**Goal:**
Format the lines of material below as a numbered list, dropping any blank lines, and leave the pictures out of your answer.

(Object pointing dataset rows)
=======
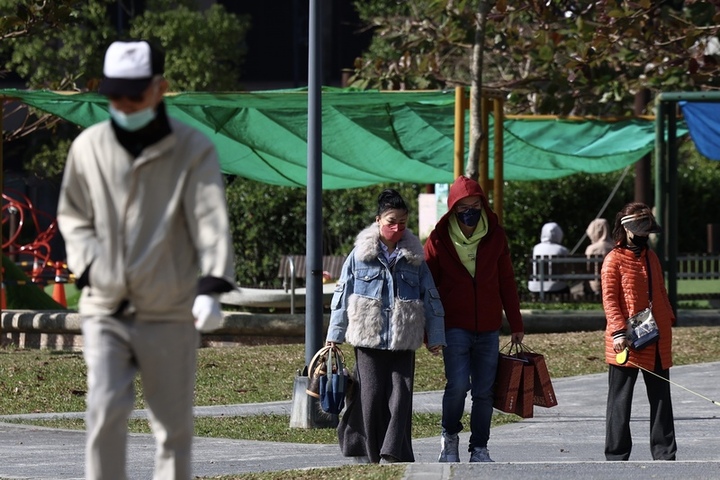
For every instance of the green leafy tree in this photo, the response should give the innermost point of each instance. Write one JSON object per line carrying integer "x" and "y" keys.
{"x": 205, "y": 48}
{"x": 581, "y": 57}
{"x": 269, "y": 222}
{"x": 69, "y": 56}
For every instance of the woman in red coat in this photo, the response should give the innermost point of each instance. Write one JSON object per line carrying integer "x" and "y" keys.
{"x": 632, "y": 280}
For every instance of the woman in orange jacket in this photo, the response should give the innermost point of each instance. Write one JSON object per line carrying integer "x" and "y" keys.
{"x": 632, "y": 280}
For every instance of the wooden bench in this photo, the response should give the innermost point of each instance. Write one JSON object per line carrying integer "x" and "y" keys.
{"x": 293, "y": 267}
{"x": 570, "y": 269}
{"x": 579, "y": 268}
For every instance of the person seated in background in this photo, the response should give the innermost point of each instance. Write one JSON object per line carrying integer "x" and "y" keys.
{"x": 551, "y": 236}
{"x": 598, "y": 232}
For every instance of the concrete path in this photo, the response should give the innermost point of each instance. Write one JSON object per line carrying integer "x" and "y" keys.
{"x": 563, "y": 442}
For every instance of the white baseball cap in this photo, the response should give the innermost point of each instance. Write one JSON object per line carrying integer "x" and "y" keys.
{"x": 129, "y": 67}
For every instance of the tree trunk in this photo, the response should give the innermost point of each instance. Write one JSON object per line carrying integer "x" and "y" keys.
{"x": 476, "y": 133}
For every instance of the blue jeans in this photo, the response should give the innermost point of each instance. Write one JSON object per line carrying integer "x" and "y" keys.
{"x": 470, "y": 365}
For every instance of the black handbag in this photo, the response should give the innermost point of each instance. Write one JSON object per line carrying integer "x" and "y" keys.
{"x": 642, "y": 329}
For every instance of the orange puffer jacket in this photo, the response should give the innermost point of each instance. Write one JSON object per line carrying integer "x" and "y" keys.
{"x": 625, "y": 293}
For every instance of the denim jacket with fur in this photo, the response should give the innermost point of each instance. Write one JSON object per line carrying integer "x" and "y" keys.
{"x": 376, "y": 306}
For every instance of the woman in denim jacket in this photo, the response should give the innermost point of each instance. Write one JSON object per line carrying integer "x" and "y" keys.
{"x": 385, "y": 305}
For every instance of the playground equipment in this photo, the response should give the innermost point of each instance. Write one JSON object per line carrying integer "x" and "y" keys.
{"x": 21, "y": 220}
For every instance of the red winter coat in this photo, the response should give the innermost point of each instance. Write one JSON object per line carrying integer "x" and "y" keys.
{"x": 474, "y": 303}
{"x": 625, "y": 293}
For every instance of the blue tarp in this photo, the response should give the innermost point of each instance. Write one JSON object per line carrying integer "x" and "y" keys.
{"x": 703, "y": 121}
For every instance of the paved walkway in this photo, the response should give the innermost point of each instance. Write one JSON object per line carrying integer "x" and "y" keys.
{"x": 563, "y": 442}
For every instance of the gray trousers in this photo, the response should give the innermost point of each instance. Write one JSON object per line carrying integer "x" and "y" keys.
{"x": 164, "y": 353}
{"x": 377, "y": 420}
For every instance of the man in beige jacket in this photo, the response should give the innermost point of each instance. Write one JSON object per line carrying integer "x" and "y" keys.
{"x": 143, "y": 214}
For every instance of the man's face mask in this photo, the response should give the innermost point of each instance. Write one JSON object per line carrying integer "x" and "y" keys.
{"x": 133, "y": 121}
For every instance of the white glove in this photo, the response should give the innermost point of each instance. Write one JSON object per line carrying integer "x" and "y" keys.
{"x": 206, "y": 311}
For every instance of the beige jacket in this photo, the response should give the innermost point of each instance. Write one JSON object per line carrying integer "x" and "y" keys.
{"x": 147, "y": 227}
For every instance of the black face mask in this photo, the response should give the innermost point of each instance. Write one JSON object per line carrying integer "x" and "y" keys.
{"x": 639, "y": 241}
{"x": 470, "y": 217}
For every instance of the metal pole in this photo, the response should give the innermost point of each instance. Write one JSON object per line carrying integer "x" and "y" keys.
{"x": 499, "y": 174}
{"x": 672, "y": 230}
{"x": 659, "y": 177}
{"x": 313, "y": 268}
{"x": 459, "y": 152}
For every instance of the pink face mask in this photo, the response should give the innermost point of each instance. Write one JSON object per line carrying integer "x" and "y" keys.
{"x": 392, "y": 233}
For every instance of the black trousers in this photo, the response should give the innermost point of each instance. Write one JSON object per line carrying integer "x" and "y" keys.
{"x": 618, "y": 440}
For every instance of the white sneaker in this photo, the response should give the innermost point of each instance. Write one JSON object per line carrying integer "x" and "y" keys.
{"x": 480, "y": 455}
{"x": 449, "y": 445}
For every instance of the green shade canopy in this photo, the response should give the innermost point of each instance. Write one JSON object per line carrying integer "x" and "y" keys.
{"x": 370, "y": 137}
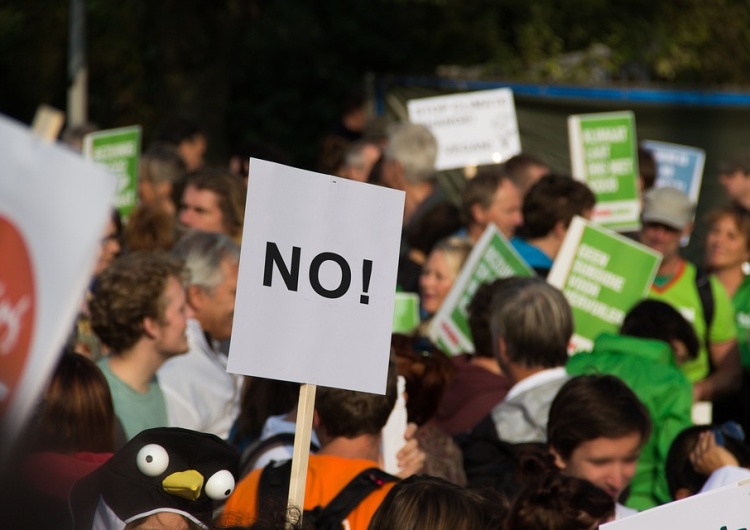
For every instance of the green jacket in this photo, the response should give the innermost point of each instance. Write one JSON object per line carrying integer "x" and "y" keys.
{"x": 648, "y": 368}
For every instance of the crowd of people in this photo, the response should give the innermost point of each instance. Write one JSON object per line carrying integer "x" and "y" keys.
{"x": 141, "y": 426}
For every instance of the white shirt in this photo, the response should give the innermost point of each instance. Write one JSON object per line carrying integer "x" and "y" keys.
{"x": 199, "y": 393}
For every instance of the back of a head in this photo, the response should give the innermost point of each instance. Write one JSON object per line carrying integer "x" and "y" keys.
{"x": 348, "y": 414}
{"x": 553, "y": 199}
{"x": 594, "y": 406}
{"x": 76, "y": 412}
{"x": 681, "y": 475}
{"x": 230, "y": 191}
{"x": 427, "y": 374}
{"x": 480, "y": 311}
{"x": 203, "y": 253}
{"x": 415, "y": 148}
{"x": 653, "y": 319}
{"x": 557, "y": 502}
{"x": 128, "y": 291}
{"x": 481, "y": 189}
{"x": 535, "y": 321}
{"x": 422, "y": 502}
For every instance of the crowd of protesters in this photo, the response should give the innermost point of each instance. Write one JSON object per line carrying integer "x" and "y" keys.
=======
**Output below:**
1. For every instance of the green leafy tree in this photo, the response should give the innermost point of each instance. Write one JSON object per line carrying integer "x" and "y" keys.
2. {"x": 205, "y": 48}
3. {"x": 581, "y": 57}
4. {"x": 269, "y": 222}
5. {"x": 69, "y": 56}
6. For every instance of the woman in red coat in this photo, the response should give the innermost point of each instance. Write one JSON object per line carrying integer "x" and "y" keys.
7. {"x": 632, "y": 280}
8. For every instance of the woman in orange jacket in this photo, the response should give the innermost point of each instance. Write one JSON object per line carrying integer "x" and "y" keys.
9. {"x": 632, "y": 280}
10. For every instance of the wooden bench in this photo, the response should give the innermost point of each instance. Write one JSON object per line carrying integer "x" and "y" keys.
11. {"x": 293, "y": 267}
12. {"x": 570, "y": 269}
13. {"x": 579, "y": 268}
14. For every instance of the person seated in background in this photo, the response should give the innermost point of each instance. Write one JSON object per line carrying integer "x" and "y" keys.
15. {"x": 551, "y": 236}
16. {"x": 598, "y": 232}
17. For every instance of the concrete path in this photo, the response should give the innermost point of each instance. Write one JSON object per line carrying integer "x" and "y" keys.
18. {"x": 563, "y": 442}
19. For every instance of the white baseball cap in this photo, the response should give the innermost point of each instance. Write one JSON object per line carrying integer "x" and "y" keys.
20. {"x": 129, "y": 67}
21. For every instance of the tree trunk in this photo, the response should give the innermost point of each instance. Write one JSON object per line carrying integer "x" and "y" keys.
22. {"x": 476, "y": 133}
23. For every instance of the blue jeans in this photo, the response should give the innermost point of each instance. Write one JSON object per line carrying integer "x" and "y" keys.
24. {"x": 470, "y": 365}
25. For every instance of the black handbag in this photo, the response should give the innermost point of each instance. Write one JSON object per line carrying integer "x" and "y" keys.
26. {"x": 642, "y": 329}
27. For every instance of the orange puffer jacket in this photo, the response should give the innermost point of each instance. Write one JSON object per line carrying integer "x" and "y" keys.
28. {"x": 625, "y": 293}
29. For every instance of the denim jacket with fur in this photo, the response should give the innermost point of each instance. Write one JSON object per line carrying integer "x" and "y" keys.
30. {"x": 376, "y": 306}
31. For every instance of the woman in denim jacket in this photo, the response should give the innermost point of each instance. Write one JSON object per line carrying integer "x" and "y" keys.
32. {"x": 385, "y": 305}
33. For every instance of the playground equipment in this photo, the response should give the innermost point of each instance. Write one JSON object per line carrying integer "x" and "y" keys.
34. {"x": 21, "y": 220}
35. For every instance of the red winter coat in this photo, the response should give the innermost point of each instance. Write one JSON object per line carrying integer "x" and "y" keys.
36. {"x": 474, "y": 303}
37. {"x": 625, "y": 293}
38. For every instance of the blue tarp in this photo, the response should give the innermost point of each instance. Write one JSON object per line carrying integer "x" and "y" keys.
39. {"x": 703, "y": 121}
40. For every instance of the paved walkway in this photo, the response should give the innermost point of each instance. Write one JSON object per line carrying integer "x" and "y" keys.
41. {"x": 563, "y": 442}
42. For every instance of the gray trousers in this photo, the response should give the innermost point of each instance. Write one JSON object per line carrying integer "x" and "y" keys.
43. {"x": 164, "y": 353}
44. {"x": 377, "y": 420}
45. For every instance of the man in beige jacket in this photo, the response should give the innermost point of each instance. Write one JSON object per line carrying integer "x" and "y" keys.
46. {"x": 143, "y": 214}
47. For every instance of the man's face mask in this photo, the response should give the innermost point of each instance. Write one JSON object per line carrying integer "x" and "y" keys.
48. {"x": 133, "y": 121}
49. For every instance of the white glove in this photo, the response should give the innermost point of each instance. Write one JSON object per line carrying integer "x" and "y" keys.
50. {"x": 206, "y": 311}
51. For every instance of the beige jacket in this photo, the response should give the innermost point of each instance. Write one JSON object per line carrying integer "x" and "y" keys.
52. {"x": 147, "y": 227}
53. For every instance of the black face mask in this photo, the response should give the innermost point of each instance. Write one JSON object per line carrying integer "x" and "y" keys.
54. {"x": 639, "y": 241}
55. {"x": 470, "y": 217}
56. For every instance of the metal pole in this photo, the response should give the innermost point of each instance. Write one JSON object per line carrying integer "x" and "y" keys.
57. {"x": 499, "y": 174}
58. {"x": 672, "y": 230}
59. {"x": 659, "y": 177}
60. {"x": 313, "y": 268}
61. {"x": 459, "y": 152}
62. For every instance of the pink face mask in this photo, the response should give the innermost point of each instance. Write one JSON object per line carrying integer "x" and "y" keys.
63. {"x": 392, "y": 233}
64. For every instance of the black trousers in this photo, the response should give the innermost point of each instance. Write one JSON object per line carrying integer "x" and "y" keys.
65. {"x": 618, "y": 440}
66. For every instance of the white sneaker in this photo, the response should give the innermost point of each instance. Write one JSON object per line carrying integer "x" and "y" keys.
67. {"x": 480, "y": 455}
68. {"x": 449, "y": 445}
69. For every instance of the green shade canopy in this photo, the response should give the innermost point of each instance. Write one JSON object per line carrying integer "x" and "y" keys.
70. {"x": 370, "y": 137}
71. For every instance of the green jacket in this photo, the response should give the innermost point of each instance. Write one JSON object per line carrying integer "x" and "y" keys.
72. {"x": 648, "y": 368}
73. For every instance of the crowd of people in this photo, the response should give the innermost point of each instance. Write one JSON object per line carrying integer "x" and "y" keys.
74. {"x": 141, "y": 426}
75. For every instance of the white shirt in this photo, the response should give the innermost point of each instance. Write one JSON object per line carrying integer "x" and "y" keys.
76. {"x": 199, "y": 393}
77. For every instance of the back of a head in this photo, the response should give the innermost point of each instance. Write one JSON object per line carrying integer "x" and "y" keys.
78. {"x": 348, "y": 414}
79. {"x": 553, "y": 199}
80. {"x": 594, "y": 406}
81. {"x": 76, "y": 412}
82. {"x": 681, "y": 475}
83. {"x": 230, "y": 191}
84. {"x": 427, "y": 374}
85. {"x": 480, "y": 311}
86. {"x": 203, "y": 253}
87. {"x": 415, "y": 148}
88. {"x": 653, "y": 319}
89. {"x": 557, "y": 502}
90. {"x": 128, "y": 291}
91. {"x": 481, "y": 189}
92. {"x": 535, "y": 321}
93. {"x": 422, "y": 502}
94. For every instance of the crowd of protesters in this photo, the response should give the innermost point of each instance. Write one JSON object per line carrying integer "x" and "y" keys.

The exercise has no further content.